Le poète et critique américain Wayne Koestenbaum entreprend de redéfinir l’humiliation en ne puisant pas à la source religieuse du terme.

Il est frappant de constater quel moindre effort exige de nous notre mémoire pour rappeler à elle de vieux souvenirs d’humiliation quand les moments de joie vécus nous sont chaque jour plus difficilement accessibles. Ils perdent en chemin un peu de leur familiarité… L’humiliation, elle, est peut-être ce que nous avons de plus personnel. Nous naissons après tout dans l’humiliation d’un déplacement d’organes, d’un déversement de fluides. Et, qu’on regarde au loin, l’humiliation attend et ne fera pas défaut : “La mort est humiliante car dans ses eaux, nous disparaissons”, écrit Wayne Koestenbaum   . L’humiliation est ainsi présente aux instants cruciaux de notre existence : elle l’ouvre et la ponctue.

→ **Objectif**: Selon la citation de Wayne Koestenbaum reprise dans le texte fourni, pourquoi la mort est-elle humiliante ?

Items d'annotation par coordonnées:
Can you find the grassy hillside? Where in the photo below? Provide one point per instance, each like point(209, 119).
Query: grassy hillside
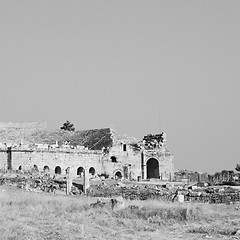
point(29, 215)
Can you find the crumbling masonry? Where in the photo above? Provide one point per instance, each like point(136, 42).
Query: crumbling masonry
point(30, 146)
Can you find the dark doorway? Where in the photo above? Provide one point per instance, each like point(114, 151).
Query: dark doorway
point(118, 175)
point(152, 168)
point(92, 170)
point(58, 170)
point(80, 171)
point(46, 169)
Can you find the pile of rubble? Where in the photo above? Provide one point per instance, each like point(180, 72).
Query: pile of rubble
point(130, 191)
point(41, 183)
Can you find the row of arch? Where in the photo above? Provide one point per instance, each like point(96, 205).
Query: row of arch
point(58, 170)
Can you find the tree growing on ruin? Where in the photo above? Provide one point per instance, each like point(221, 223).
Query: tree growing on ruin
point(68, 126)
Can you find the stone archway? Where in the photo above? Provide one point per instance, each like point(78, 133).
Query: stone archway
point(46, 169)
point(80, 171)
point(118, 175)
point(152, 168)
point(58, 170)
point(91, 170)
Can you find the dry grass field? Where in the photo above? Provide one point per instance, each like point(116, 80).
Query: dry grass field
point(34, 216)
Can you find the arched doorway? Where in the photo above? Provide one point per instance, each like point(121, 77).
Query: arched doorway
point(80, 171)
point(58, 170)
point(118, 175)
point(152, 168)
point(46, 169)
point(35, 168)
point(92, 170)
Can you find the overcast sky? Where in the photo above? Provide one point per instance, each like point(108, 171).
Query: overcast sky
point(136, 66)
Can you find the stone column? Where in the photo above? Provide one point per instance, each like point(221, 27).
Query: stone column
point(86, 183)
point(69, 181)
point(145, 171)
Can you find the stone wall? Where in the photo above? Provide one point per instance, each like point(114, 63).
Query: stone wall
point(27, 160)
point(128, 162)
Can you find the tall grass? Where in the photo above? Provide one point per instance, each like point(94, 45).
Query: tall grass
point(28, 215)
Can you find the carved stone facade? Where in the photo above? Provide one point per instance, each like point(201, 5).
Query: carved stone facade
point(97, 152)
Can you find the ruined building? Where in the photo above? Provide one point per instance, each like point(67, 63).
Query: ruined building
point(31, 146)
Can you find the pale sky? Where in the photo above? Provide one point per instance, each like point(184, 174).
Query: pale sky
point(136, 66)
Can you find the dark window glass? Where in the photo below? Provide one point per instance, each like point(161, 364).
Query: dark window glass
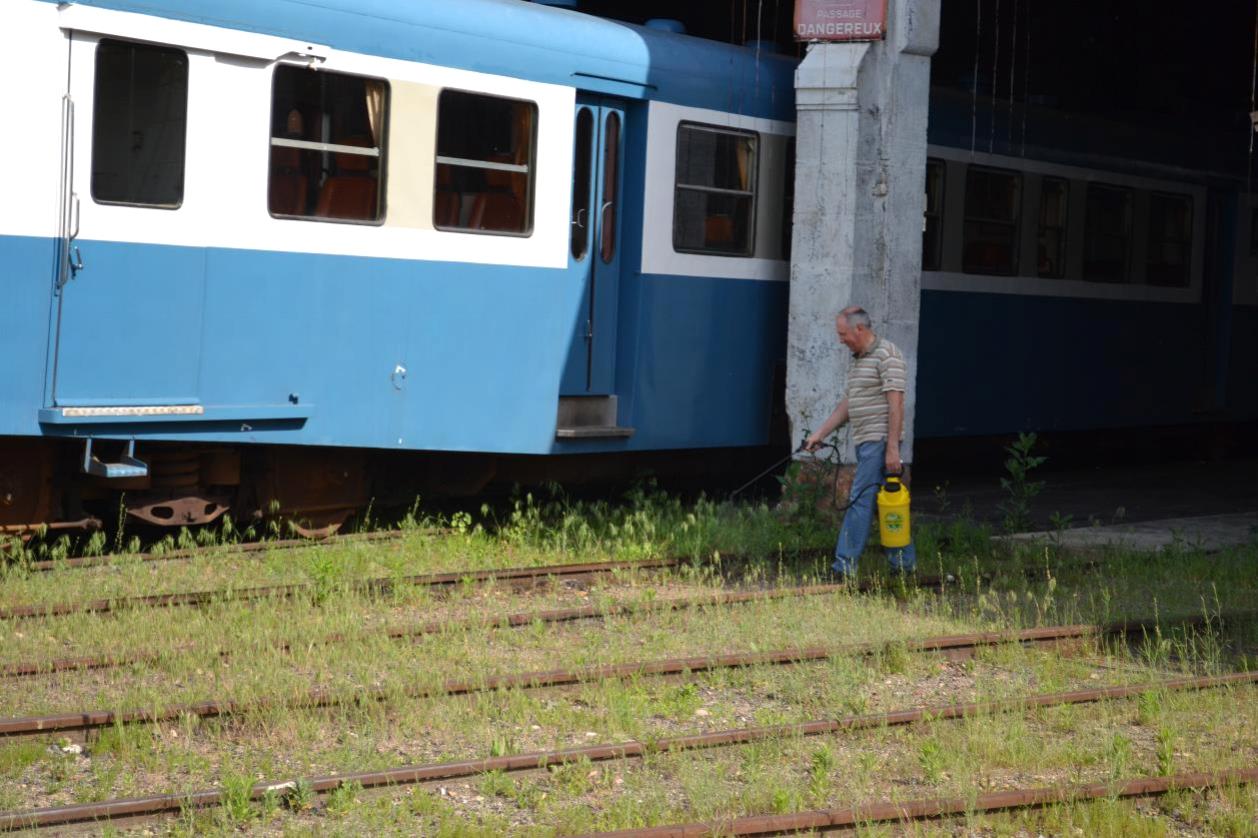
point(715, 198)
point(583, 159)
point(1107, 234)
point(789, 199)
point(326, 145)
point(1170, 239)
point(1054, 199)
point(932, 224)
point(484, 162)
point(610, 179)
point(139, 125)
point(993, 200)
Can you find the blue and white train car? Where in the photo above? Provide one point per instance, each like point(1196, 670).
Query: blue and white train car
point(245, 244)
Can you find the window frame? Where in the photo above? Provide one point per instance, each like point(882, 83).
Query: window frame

→ **Réponse attendue**: Parce que dans ses eaux, nous disparaissons.